> **Text excerpt**:

------------------------------------------------------------------------

Pokemon Yellow, like its Gen-1 siblings, is heavily counterfeited. The deal feed filters out listings whose own title says "repro", "reproduction", "aftermarket", "bootleg", or "fake" — but a dishonest seller listing a bootleg as "authentic" will slip past keyword excludes. The verification work is on the buyer.

The most reliable physical tells, in rough order of reliability:

  • Cartridge screw type. Authentic Nintendo Game Boy cartridges use a 3.8mm Gamebit security screw (six-pointed star pattern). A Phillips-head (cross-shaped) screw on the back of a Pokemon Yellow cart means the cart has been opened — either for a legitimate battery swap by a previous owner, or because it's a bootleg / aftermarket reshell. Phillips on the back is not by itself proof of fake, but it's a flag that the cart's interior is no longer factory-original.

------------------------------------------------------------------------

[Rows from a pointing dataset]
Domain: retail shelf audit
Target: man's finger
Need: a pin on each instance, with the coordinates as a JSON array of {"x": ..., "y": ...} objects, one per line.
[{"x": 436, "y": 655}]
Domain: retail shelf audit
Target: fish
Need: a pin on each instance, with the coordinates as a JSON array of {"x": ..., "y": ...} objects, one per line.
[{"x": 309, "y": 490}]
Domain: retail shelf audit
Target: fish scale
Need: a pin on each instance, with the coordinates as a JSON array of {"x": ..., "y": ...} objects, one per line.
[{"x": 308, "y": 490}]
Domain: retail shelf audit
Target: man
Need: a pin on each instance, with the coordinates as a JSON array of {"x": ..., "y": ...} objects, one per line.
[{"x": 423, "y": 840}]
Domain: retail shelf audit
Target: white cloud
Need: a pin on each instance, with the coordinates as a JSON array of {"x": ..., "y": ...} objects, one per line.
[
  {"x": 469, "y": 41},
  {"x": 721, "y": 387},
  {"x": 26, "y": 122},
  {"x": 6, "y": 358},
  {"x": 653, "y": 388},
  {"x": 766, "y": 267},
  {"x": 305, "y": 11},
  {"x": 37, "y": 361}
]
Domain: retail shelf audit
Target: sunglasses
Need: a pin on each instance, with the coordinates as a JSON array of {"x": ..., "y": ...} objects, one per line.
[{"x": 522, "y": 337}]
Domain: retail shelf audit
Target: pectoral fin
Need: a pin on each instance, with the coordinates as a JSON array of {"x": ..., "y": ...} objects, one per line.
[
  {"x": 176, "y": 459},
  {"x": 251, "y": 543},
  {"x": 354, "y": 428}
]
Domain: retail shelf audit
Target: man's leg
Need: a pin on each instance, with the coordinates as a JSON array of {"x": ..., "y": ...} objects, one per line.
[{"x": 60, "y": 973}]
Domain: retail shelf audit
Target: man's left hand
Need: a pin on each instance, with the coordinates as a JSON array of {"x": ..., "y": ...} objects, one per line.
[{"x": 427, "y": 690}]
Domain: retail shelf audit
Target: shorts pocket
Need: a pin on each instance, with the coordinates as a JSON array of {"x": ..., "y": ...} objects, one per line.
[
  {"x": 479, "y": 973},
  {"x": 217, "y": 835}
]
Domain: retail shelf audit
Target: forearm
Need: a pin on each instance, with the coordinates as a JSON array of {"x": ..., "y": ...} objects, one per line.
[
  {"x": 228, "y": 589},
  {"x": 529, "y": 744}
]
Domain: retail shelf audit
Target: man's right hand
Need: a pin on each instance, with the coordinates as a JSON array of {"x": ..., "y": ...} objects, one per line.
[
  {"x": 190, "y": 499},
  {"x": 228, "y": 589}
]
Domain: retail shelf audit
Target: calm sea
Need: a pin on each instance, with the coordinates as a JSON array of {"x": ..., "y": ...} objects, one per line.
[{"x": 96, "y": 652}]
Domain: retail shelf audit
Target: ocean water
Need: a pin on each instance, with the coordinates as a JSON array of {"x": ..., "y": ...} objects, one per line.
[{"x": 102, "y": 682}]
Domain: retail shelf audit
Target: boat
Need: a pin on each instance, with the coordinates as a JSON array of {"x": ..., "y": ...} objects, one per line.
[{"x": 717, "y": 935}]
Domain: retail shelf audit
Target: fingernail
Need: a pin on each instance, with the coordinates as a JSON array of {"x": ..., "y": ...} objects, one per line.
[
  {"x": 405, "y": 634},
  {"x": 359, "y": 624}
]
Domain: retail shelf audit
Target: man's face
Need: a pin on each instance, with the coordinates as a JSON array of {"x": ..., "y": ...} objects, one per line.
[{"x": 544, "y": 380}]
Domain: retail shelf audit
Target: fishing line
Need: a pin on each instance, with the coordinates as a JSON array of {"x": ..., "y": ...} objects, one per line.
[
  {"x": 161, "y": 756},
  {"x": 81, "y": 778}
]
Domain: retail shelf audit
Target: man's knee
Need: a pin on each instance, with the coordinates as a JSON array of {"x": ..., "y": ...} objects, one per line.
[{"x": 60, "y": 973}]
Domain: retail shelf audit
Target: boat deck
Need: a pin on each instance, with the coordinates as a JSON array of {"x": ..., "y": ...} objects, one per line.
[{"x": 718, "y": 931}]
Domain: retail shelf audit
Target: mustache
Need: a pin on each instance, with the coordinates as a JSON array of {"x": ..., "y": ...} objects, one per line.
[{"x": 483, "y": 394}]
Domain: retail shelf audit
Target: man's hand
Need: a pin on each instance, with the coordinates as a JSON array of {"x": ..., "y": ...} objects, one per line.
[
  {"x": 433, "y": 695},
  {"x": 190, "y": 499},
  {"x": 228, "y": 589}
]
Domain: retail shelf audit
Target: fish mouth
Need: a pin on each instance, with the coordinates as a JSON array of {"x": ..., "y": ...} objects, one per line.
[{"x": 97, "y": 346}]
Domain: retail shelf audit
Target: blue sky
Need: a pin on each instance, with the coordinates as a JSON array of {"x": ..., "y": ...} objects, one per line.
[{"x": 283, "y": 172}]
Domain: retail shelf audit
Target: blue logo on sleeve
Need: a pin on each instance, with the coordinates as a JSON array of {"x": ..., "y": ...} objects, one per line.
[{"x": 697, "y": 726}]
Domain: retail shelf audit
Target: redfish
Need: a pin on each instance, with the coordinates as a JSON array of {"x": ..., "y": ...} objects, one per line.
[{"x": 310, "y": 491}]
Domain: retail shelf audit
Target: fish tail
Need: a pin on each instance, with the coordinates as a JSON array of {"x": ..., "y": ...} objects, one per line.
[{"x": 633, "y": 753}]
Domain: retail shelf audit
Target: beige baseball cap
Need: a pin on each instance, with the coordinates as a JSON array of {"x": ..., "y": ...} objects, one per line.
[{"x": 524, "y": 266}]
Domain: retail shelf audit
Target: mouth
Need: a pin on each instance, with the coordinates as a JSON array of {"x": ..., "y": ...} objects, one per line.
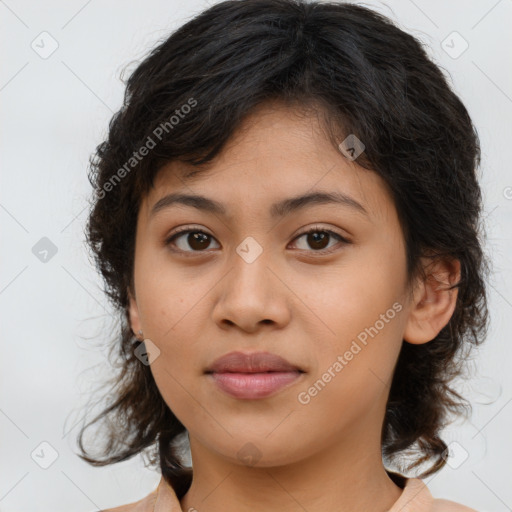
[
  {"x": 254, "y": 385},
  {"x": 253, "y": 376}
]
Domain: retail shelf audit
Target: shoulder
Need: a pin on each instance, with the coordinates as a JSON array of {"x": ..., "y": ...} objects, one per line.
[
  {"x": 146, "y": 504},
  {"x": 440, "y": 505}
]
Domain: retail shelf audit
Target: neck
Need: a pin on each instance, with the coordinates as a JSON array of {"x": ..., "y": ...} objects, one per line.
[{"x": 342, "y": 478}]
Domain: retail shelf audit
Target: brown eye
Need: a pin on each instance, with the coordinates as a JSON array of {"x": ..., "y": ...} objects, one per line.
[
  {"x": 318, "y": 239},
  {"x": 193, "y": 239}
]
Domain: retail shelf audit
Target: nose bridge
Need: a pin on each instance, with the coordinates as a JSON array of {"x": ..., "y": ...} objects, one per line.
[
  {"x": 249, "y": 262},
  {"x": 251, "y": 293}
]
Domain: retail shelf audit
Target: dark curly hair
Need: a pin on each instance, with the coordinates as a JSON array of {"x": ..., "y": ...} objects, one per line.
[{"x": 363, "y": 75}]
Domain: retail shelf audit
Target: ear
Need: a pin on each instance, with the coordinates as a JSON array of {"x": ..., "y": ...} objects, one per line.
[
  {"x": 133, "y": 312},
  {"x": 433, "y": 304}
]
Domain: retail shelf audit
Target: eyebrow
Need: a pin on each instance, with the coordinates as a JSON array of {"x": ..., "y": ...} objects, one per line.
[{"x": 280, "y": 209}]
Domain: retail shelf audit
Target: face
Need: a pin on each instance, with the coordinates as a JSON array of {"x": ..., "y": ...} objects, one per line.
[{"x": 331, "y": 302}]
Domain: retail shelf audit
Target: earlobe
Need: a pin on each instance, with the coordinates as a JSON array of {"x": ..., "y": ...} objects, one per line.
[
  {"x": 133, "y": 312},
  {"x": 433, "y": 303}
]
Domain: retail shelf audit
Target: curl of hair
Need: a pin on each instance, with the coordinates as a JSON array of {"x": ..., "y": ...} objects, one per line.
[{"x": 364, "y": 76}]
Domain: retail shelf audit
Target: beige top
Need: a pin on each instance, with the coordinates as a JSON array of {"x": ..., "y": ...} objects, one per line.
[{"x": 415, "y": 497}]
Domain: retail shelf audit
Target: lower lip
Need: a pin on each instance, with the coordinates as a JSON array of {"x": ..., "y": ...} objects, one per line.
[{"x": 253, "y": 385}]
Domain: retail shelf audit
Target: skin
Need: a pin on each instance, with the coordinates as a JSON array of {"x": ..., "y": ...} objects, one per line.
[{"x": 293, "y": 301}]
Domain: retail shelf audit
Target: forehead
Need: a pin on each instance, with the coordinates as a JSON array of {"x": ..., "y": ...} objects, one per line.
[{"x": 277, "y": 152}]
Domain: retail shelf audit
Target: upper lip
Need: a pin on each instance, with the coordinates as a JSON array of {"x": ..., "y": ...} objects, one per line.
[{"x": 255, "y": 362}]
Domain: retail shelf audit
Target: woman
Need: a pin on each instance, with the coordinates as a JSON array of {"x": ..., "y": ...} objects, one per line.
[{"x": 286, "y": 218}]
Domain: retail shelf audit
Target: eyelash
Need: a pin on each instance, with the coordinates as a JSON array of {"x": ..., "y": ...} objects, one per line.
[{"x": 315, "y": 229}]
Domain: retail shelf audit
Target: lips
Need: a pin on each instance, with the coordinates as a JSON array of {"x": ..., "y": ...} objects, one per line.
[
  {"x": 253, "y": 376},
  {"x": 258, "y": 362}
]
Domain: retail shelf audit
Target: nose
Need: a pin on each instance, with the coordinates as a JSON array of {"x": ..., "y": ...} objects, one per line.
[{"x": 252, "y": 295}]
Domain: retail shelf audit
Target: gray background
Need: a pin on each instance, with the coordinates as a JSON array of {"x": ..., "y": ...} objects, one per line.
[{"x": 55, "y": 110}]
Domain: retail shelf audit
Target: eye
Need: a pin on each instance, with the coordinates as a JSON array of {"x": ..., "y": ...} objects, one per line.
[
  {"x": 318, "y": 239},
  {"x": 196, "y": 239}
]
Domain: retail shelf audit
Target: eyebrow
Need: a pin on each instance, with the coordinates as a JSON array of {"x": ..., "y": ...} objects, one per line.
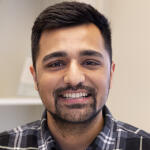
[
  {"x": 54, "y": 55},
  {"x": 91, "y": 53},
  {"x": 64, "y": 54}
]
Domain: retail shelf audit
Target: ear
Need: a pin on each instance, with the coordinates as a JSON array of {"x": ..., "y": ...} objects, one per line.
[
  {"x": 112, "y": 72},
  {"x": 33, "y": 72}
]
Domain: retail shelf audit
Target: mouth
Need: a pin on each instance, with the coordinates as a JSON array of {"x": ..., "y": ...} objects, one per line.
[
  {"x": 74, "y": 95},
  {"x": 71, "y": 97}
]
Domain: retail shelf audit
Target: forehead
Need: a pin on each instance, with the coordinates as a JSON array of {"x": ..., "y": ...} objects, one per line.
[{"x": 71, "y": 40}]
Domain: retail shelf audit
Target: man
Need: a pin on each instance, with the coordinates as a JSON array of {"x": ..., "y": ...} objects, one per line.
[{"x": 72, "y": 70}]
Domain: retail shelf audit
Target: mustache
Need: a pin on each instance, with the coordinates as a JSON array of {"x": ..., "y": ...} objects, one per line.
[{"x": 90, "y": 90}]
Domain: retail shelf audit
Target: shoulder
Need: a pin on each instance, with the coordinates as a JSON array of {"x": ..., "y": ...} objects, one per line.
[
  {"x": 130, "y": 130},
  {"x": 25, "y": 135},
  {"x": 131, "y": 137}
]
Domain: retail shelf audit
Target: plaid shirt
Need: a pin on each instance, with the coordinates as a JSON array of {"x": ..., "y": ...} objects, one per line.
[{"x": 114, "y": 136}]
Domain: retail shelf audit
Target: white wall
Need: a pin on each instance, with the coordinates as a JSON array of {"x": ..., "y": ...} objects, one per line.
[
  {"x": 130, "y": 95},
  {"x": 130, "y": 22}
]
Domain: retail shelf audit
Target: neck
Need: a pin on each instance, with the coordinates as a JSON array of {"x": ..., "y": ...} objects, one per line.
[{"x": 67, "y": 134}]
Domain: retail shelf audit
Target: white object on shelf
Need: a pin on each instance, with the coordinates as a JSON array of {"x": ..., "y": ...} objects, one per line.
[{"x": 20, "y": 101}]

------------------------------------------------------------------------

Continue the Pokemon Yellow counterfeit text from where it stops.

> **Response to this task**:
  • Shell color and texture. Authentic Pokemon Yellow shells are a consistent translucent yellow — same color family across the entire production run, slightly tinted so the PCB shows through. Bootlegs are the easiest Gen-1 mistake to make on Yellow specifically because the unique shell color is the most visually identifying feature; off-shade yellows (more orange, more green, more opaque), milkier plastic with no see-through, or visible mold-line differences from authentic reference photos are bootleg signals. Compare against a high-resolution authentic photo before paying.
  • Label print quality. Compare against a known-good photo: authentic labels have crisp, evenly-saturated printing. Smudged ink, off-center placement, washed-out colors, or label paper that feels wrong (too glossy / too matte vs reference) all suggest aftermarket.
  • Cartridge weight and PCB. If you can request an interior photo (cart open), authentic Gen-1 Pokemon PCBs have specific component layouts and labeling that bootleg boards rarely match. Sellers willing to send an interior photo on request are usually the more trustworthy ones.

When in doubt, ask the seller for a high-resolution photo of the back of the cart showing the screw, the shell color from multiple angles in good lighting, the label up close, and (if comfortable) the interior PCB. Sellers who refuse all four are not sellers worth buying from.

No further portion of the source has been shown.